Task goal: Word-for-word reproduction, images excluded: copy every entry below.

Content starts

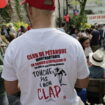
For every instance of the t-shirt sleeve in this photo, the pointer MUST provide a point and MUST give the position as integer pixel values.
(9, 72)
(82, 67)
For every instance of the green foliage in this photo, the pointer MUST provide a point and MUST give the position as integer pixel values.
(4, 12)
(81, 25)
(18, 9)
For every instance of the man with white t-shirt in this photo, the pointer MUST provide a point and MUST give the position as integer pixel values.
(45, 63)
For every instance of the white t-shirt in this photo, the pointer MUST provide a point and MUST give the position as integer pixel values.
(47, 63)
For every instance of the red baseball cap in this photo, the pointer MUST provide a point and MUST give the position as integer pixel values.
(41, 4)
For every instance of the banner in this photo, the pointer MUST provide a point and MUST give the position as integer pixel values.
(97, 18)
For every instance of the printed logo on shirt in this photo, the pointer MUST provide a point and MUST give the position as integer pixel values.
(49, 64)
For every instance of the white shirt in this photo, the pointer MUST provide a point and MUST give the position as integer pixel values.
(47, 63)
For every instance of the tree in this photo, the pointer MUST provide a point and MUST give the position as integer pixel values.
(6, 13)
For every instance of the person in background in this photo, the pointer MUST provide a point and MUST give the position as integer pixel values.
(3, 95)
(85, 42)
(12, 30)
(62, 28)
(45, 64)
(95, 41)
(21, 31)
(97, 59)
(88, 33)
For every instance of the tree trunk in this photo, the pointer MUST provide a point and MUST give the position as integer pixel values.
(82, 6)
(67, 7)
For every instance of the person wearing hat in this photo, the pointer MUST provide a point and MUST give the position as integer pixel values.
(97, 59)
(45, 63)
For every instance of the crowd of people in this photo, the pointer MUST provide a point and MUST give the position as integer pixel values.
(47, 61)
(92, 41)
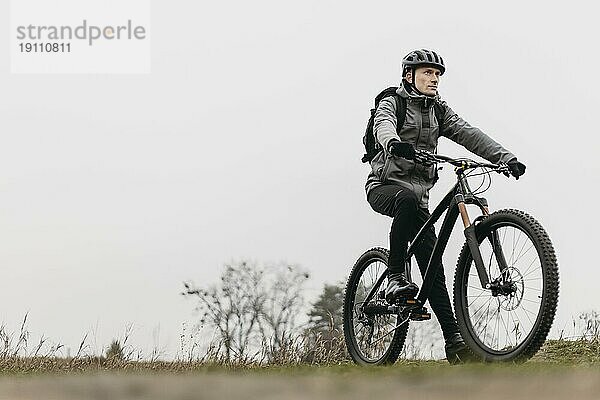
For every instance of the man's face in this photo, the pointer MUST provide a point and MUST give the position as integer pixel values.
(426, 80)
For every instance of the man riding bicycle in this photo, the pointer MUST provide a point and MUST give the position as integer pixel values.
(399, 188)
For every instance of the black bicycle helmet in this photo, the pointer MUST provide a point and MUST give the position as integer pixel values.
(421, 58)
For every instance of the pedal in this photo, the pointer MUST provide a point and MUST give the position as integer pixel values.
(420, 314)
(403, 301)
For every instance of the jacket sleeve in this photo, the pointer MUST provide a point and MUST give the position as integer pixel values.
(384, 124)
(472, 138)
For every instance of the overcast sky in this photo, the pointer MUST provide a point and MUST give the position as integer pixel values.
(244, 142)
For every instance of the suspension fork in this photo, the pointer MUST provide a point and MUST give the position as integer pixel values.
(469, 231)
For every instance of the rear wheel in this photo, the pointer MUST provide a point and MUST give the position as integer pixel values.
(371, 339)
(510, 320)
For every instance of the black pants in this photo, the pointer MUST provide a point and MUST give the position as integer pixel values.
(402, 205)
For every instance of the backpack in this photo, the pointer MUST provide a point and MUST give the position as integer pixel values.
(372, 146)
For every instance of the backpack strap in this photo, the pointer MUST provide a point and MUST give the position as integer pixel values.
(439, 115)
(400, 112)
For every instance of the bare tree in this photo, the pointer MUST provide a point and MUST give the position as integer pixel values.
(251, 307)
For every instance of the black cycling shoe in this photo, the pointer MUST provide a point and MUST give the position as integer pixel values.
(457, 351)
(399, 286)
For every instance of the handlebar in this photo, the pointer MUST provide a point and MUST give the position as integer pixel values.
(427, 158)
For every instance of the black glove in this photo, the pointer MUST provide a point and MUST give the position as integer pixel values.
(402, 149)
(516, 168)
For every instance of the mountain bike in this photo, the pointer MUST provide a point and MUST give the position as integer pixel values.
(505, 284)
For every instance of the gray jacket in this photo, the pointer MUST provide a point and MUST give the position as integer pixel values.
(421, 129)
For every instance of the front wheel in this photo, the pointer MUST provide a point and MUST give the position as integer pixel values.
(510, 320)
(371, 338)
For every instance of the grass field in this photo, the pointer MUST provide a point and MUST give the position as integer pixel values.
(561, 370)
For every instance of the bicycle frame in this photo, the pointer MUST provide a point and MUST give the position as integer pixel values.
(454, 203)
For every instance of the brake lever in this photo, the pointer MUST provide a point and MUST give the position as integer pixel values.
(504, 170)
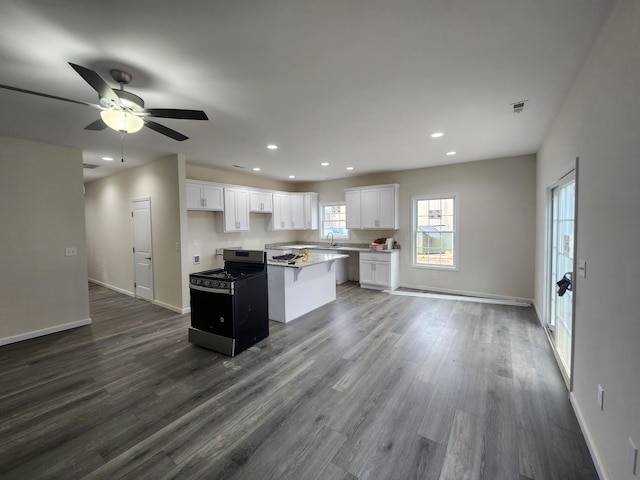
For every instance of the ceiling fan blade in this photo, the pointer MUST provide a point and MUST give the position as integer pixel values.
(46, 95)
(97, 125)
(97, 83)
(177, 113)
(165, 130)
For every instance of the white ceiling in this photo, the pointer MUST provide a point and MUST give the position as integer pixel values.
(360, 83)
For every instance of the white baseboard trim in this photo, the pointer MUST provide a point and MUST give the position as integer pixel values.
(471, 296)
(45, 331)
(587, 436)
(111, 287)
(173, 308)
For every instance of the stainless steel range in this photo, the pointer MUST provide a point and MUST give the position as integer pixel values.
(229, 306)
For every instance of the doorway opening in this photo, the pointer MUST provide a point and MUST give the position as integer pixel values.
(559, 280)
(142, 257)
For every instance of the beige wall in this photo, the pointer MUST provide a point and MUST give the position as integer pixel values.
(41, 213)
(496, 225)
(109, 237)
(599, 124)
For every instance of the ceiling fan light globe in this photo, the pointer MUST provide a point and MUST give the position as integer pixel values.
(121, 121)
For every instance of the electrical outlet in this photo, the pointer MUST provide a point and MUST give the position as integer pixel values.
(601, 397)
(633, 457)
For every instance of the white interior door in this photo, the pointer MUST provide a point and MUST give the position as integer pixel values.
(562, 242)
(142, 256)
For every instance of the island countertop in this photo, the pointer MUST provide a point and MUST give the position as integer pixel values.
(314, 259)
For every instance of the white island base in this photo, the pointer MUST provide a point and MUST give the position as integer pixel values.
(298, 289)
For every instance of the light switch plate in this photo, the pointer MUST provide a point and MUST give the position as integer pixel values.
(582, 267)
(600, 397)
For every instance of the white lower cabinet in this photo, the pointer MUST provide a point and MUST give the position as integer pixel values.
(380, 271)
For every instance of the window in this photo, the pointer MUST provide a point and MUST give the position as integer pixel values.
(333, 220)
(434, 231)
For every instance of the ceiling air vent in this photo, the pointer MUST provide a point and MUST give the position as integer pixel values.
(518, 107)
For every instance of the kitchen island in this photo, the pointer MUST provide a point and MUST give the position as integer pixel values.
(300, 287)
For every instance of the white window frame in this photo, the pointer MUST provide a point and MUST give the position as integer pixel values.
(414, 230)
(323, 236)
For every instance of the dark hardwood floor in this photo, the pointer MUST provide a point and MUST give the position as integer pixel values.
(369, 386)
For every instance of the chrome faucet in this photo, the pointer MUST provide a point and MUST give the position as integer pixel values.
(333, 243)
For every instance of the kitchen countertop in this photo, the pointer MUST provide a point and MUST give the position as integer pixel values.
(337, 248)
(314, 259)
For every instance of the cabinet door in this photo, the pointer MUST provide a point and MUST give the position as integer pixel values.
(267, 202)
(194, 196)
(297, 211)
(311, 211)
(242, 210)
(382, 274)
(367, 272)
(352, 208)
(369, 208)
(387, 208)
(281, 219)
(260, 202)
(236, 210)
(212, 195)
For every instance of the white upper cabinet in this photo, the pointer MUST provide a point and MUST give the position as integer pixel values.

Content ends

Solution to the exercise:
For every instance of the t-shirt sleeve in this photo, the pointer MUST provide a point and MUST give the position as integer pixel values.
(9, 72)
(82, 67)
For every instance of the green foliage in this photo, the pointer MUST provide a point and MUST give the position as integer pixel values.
(4, 12)
(81, 25)
(18, 9)
For every instance of the man with white t-shirt in this photo, the pointer MUST provide a point and MUST give the position as integer pixel values.
(45, 63)
For every instance of the white t-shirt in this photo, the pointer MUST provide a point and MUST give the position as integer pixel values.
(47, 63)
For every instance of the red baseball cap in this photo, the pointer MUST provide a point and MUST give the position as integer pixel values.
(41, 4)
For every instance of the banner in this photo, the pointer MUST provide a point and MUST give the position as integer pixel values.
(97, 18)
For every instance of the printed logo on shirt in this photo, the pointer MUST provide a point and MUST give the position as integer pixel values.
(49, 64)
For every instance of the white shirt in this photo, the pointer MUST provide a point and MUST give the position as integer pixel values.
(47, 63)
For every instance of the tree in this photo, the pointer MUST provide a point and MUST give the position as integer pixel values.
(6, 13)
For every instance of the person in background in this photo, the pointer MUST provide a point and MUST give the position as integer pixel values.
(3, 95)
(85, 42)
(12, 30)
(62, 28)
(45, 64)
(95, 41)
(21, 31)
(97, 59)
(88, 33)
For every instance of the tree trunk in this photo, the pointer MUST provide a point and MUST give the position as integer pixel values.
(82, 6)
(67, 7)
For every instance of the person wearing hat in this photo, the pointer MUST provide a point and MUST give the position as integer pixel values.
(97, 59)
(45, 63)
For every instance of the crowd of people in this photo, the pointer MUST provide a point and MUST give the position as integer pixel values.
(47, 61)
(92, 41)
For every instance of the man's face in this photo, the pointer MUST provide a point and MUST give the position as integer pixel values.
(426, 80)
For every instance of the man riding bicycle in this photo, the pointer MUST provide a point and MUST give the position as integer pixel values.
(399, 188)
For every instance of the black bicycle helmet in this photo, the pointer MUST provide a point and MUST give the position as integer pixel values.
(421, 58)
For every instance of the pedal in this photo, the pointer MUST provide a point and MUST give the position as integer pixel values.
(420, 314)
(403, 301)
For every instance of the jacket sleeve in this photo, the pointer MUST provide a point and MUST give the position as integer pixel values.
(384, 124)
(472, 138)
For every instance of the overcast sky in this photo, the pointer MUST provide a point and MUST give the position as integer pixel values.
(244, 142)
For every instance of the suspension fork in this photo, the pointer MUST provide a point and MUST give the position as integer pixel values.
(469, 231)
For every instance of the rear wheel in this photo, the pointer MUST provide a point and MUST give the position as integer pixel values.
(371, 339)
(510, 320)
For every instance of the black pants in this photo, the pointer MUST provide a point and MUST give the position as integer pixel values.
(402, 205)
For every instance of the backpack in this photo, the pointer MUST provide a point and MUST give the position as integer pixel values.
(372, 146)
For every instance of the backpack strap in this photo, the pointer MUST provide a point and MUST give the position as integer pixel values.
(439, 115)
(400, 112)
For every instance of the bare tree in this photo, the pointer MUST provide a point and MUST give the position as integer pixel values.
(251, 307)
For every instance of the black cycling shoe in this photo, the pointer MUST provide a point and MUST give the position as integer pixel values.
(457, 351)
(399, 286)
For every instance of the handlebar in this photo, the pointer MUST provide a point and MUST give the position as integer pixel values.
(427, 158)
For every instance of the black glove in this photo, the pointer MUST provide a point and MUST give the position as integer pixel values.
(402, 149)
(516, 168)
For every instance of the mountain bike in this photo, the pointer MUST provide a point and MUST give the position as integer pixel values.
(505, 284)
For every instance of the gray jacket in this photo, the pointer MUST provide a point and MUST give the position as integer pixel values.
(421, 129)
For every instance of the front wheel in this photo, the pointer MUST provide a point and MUST give the position as integer pixel values.
(510, 320)
(371, 338)
For every instance of the grass field in this photo, the pointer MUST provide a point and MUST give the position as integer pixel values.
(561, 370)
For every instance of the bicycle frame in this photo, the pointer MUST provide a point and MUST give the position as integer pixel values.
(454, 203)
For every instance of the brake lever in this photo, the pointer MUST provide a point and MUST give the position as integer pixel values.
(504, 170)
For every instance of the ceiling fan blade in this photo, the pointer MUST provide a point and MUST give the position as integer pixel values.
(46, 95)
(97, 125)
(97, 83)
(177, 113)
(165, 130)
For every instance of the white ceiling in this photo, the pointer MUST provide a point and MUST give the position as integer pixel values.
(360, 83)
For every instance of the white baseboard trim in this photo, the pointer MUST provide a point and MUST give the position as integer pixel values.
(471, 296)
(45, 331)
(587, 436)
(111, 287)
(173, 308)
For every instance of the stainless steel range in this photo, the pointer MUST provide a point and MUST give the position as integer pixel values.
(229, 306)
For every instance of the doorway opening in this photo, the pointer MUST provide a point and MUST give the position as integer pixel values.
(559, 280)
(142, 257)
For every instance of the beige wall in this photo, the pointer MUST provide a point and MUST give the position as integer pixel values.
(41, 213)
(496, 225)
(109, 237)
(599, 124)
For every instance of the ceiling fan light globe in this photo, the pointer MUST provide a point and MUST give the position as integer pixel values.
(121, 121)
For every instance of the electrical outlet in this photo, the pointer MUST provide a point and MUST give the position as integer pixel values.
(601, 397)
(633, 457)
For every instance of the white interior door in this photo, the pointer MUST provide a point and MUST give the position as integer pixel values.
(562, 242)
(142, 256)
For every instance of the island countertop in this photo, the pointer MUST provide a point and MUST give the position as integer pixel values.
(314, 259)
For every instance of the white island base in this photo, the pointer MUST provide a point and MUST give the position as integer pixel values.
(298, 289)
For every instance of the light switch plate in this photo, the pointer MUST provide a point and MUST give the position as integer pixel values.
(582, 267)
(600, 397)
For every instance of the white lower cabinet in this photo, the pointer MUST provide a point and MUST give the position as integer pixel values.
(380, 271)
For every instance of the window in this photo, the pointer MUST provide a point and MUST give the position as integer pixel values.
(333, 220)
(434, 231)
For every instance of the ceiling air vent in this photo, the pointer MUST provide a point and MUST give the position as integer pixel values.
(518, 107)
For every instance of the kitchen island in this photo, the pointer MUST provide a point and MUST give the position as integer pixel values.
(300, 287)
For every instance of the white window frame in this photo, the pointer MUST provide a point and MUST give the position as integer pixel values.
(414, 230)
(323, 236)
For every instance of the dark hardwood floor in this photo, the pointer MUST provide a point and MUST give the position as integer pixel values.
(369, 386)
For every instance of the chrome faucet in this photo, the pointer MUST provide a point and MUST give the position as integer pixel values.
(333, 243)
For every instance of the kitchen countertop in this photo, the pointer MUST provide a point and MUST give the position as integer pixel values.
(337, 248)
(314, 259)
For every instance of the cabinet door in this photo, the pointer MUST provide a point and MUST give the position as integer pixel values.
(267, 202)
(194, 196)
(297, 211)
(311, 211)
(242, 210)
(382, 274)
(367, 272)
(352, 208)
(369, 208)
(387, 208)
(281, 219)
(260, 202)
(236, 210)
(212, 195)
For every instance of the white upper cabinet in this photo, the pointer MUST provide a point and MUST give the position as integer pixel values.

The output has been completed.